§ **THE PROBLEM**
Please print the listing below word for word, every line in its original order.

§ **EXTRACTED ENTRIES**
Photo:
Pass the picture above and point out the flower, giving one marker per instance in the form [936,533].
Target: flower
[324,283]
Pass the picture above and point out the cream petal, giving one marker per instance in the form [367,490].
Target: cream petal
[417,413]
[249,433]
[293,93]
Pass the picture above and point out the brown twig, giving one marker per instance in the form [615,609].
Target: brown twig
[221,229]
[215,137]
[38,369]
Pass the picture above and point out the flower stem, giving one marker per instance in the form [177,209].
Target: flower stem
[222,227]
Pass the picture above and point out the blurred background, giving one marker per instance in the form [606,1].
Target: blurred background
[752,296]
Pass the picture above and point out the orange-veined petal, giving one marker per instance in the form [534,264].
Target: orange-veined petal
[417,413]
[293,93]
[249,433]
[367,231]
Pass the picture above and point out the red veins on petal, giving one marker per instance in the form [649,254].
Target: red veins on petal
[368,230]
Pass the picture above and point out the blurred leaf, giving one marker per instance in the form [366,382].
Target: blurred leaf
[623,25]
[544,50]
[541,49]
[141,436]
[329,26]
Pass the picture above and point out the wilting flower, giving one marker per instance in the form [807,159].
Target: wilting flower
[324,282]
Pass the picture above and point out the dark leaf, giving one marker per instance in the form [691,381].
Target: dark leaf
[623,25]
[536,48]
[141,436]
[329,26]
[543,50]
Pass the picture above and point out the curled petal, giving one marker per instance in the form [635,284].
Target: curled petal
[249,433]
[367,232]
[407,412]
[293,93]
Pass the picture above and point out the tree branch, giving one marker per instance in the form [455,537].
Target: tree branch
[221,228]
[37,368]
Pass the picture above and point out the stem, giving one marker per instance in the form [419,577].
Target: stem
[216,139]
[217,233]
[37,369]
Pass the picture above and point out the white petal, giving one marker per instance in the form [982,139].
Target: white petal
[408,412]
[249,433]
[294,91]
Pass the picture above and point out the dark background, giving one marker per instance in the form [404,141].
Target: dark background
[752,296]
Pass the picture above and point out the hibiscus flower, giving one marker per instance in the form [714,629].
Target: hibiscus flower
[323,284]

§ **RESULT BELOW**
Photo:
Pass the picture above and point out the flower, giving one marker per instance in the form [936,533].
Target: flower
[324,283]
Pass the picture above and point out the cream petal, giving one marker per instance in the form [367,490].
Target: cream petal
[417,413]
[249,433]
[293,93]
Pass the picture above and point out the brown twig, giving one marker per instance in the form [615,609].
Target: brown twig
[221,229]
[215,137]
[38,369]
Pass the picture above and point out the flower stem, giving one marker per instance in the form [177,209].
Target: flower stem
[222,227]
Pass the picture above and point out the blurred background, giving one marker per instance in the form [606,1].
Target: blurred background
[752,296]
Pass the picture above and point out the orange-veined petal, giving one marker per instance in the form [534,264].
Target: orange-veined petal
[417,413]
[293,93]
[249,433]
[367,231]
Pass the picture above and point out the red veins on petal, giving one marker per instance in the form [649,254].
Target: red veins on petal
[368,230]
Pass the picture above and point out the blurred leaf, giving one marker per instance in the form [366,382].
Target: blurred leaf
[623,25]
[544,50]
[541,49]
[141,436]
[329,26]
Pass the picture above and point out the wilting flower, giving one marker per instance in the form [807,159].
Target: wilting flower
[324,282]
Pass the picture above and point out the dark leaf, giving one marker per instance in the form [691,381].
Target: dark leaf
[623,25]
[536,48]
[141,436]
[329,26]
[543,50]
Pass the picture above and point out the curled petal, giving one marker per instance in the form [635,284].
Target: curled petal
[249,433]
[367,232]
[407,412]
[293,93]
Pass the picture above and point out the tree branch, giving one marker per instance in the form [455,537].
Target: tree branch
[221,228]
[37,368]
Pass the picture above and point out the stem, giving one marker per instance in the form [419,577].
Target: stem
[216,139]
[217,233]
[37,369]
Pass the picture above and point out the white petal, giving one marker per instance in the form [982,139].
Target: white petal
[408,412]
[249,433]
[294,91]
Pass the picture above and point out the dark background, giving one marker per instance in the form [404,141].
Target: dark background
[752,296]
Pass the picture above and point out the hibiscus flower, giving one marker per instance in the form [714,629].
Target: hibiscus flower
[323,284]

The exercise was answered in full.